■ GIVEN EXERCISE: Reproduce every line of the records from the line containing "query | bus headlight" through the end of the records, inclusive, without altering any line. The only exception is the point coordinates, which you should scale by multiplying each by 2.15 and rounding to the nearest whole number, with halves rounded up.

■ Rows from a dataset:
▼

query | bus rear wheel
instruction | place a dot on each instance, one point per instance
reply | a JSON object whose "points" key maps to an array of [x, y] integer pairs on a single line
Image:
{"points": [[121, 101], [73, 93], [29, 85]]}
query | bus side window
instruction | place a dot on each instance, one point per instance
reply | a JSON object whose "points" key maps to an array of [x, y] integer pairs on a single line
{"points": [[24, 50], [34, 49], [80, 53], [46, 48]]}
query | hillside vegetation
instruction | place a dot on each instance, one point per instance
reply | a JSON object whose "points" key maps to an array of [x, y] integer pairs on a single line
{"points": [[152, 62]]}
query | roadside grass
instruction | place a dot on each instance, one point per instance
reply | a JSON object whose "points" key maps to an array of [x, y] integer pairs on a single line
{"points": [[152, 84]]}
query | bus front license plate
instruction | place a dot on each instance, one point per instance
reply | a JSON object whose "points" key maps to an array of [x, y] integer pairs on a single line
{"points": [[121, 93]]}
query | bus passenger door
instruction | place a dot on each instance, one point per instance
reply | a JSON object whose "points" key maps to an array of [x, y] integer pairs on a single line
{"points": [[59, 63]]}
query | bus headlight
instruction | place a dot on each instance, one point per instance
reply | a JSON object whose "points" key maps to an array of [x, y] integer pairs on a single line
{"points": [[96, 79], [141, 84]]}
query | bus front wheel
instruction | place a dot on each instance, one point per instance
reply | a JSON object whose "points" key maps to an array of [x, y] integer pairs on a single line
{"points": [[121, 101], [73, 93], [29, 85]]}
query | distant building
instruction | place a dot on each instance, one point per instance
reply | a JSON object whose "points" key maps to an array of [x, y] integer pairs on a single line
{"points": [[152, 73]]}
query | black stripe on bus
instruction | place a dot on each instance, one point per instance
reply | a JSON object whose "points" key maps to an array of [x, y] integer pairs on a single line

▲

■ SOLUTION TO THIS EXERCISE:
query | bus headlight
instruction | place a dot on each instance, one point per instance
reply | a JSON object whose "points" key maps to an array of [x, y] integer pairs on a single line
{"points": [[206, 170], [303, 181]]}
query | bus front wheel
instruction | place a dot on each instance, one point per instance
reply | a JSON object whose "points" key maps to an array of [x, y] integer pairs on a single line
{"points": [[260, 217], [157, 200], [62, 183]]}
query | distant building
instruction | place a dot on each instance, one point per instance
reply | a JSON object whose "points" key maps to an array of [x, y] integer pairs on a single line
{"points": [[327, 157]]}
query | black stripe on bus
instruction | place a dot on each instance, one point per instance
reply | a JSON object whose "points" key maps to an array of [x, y] integer pairs on a single line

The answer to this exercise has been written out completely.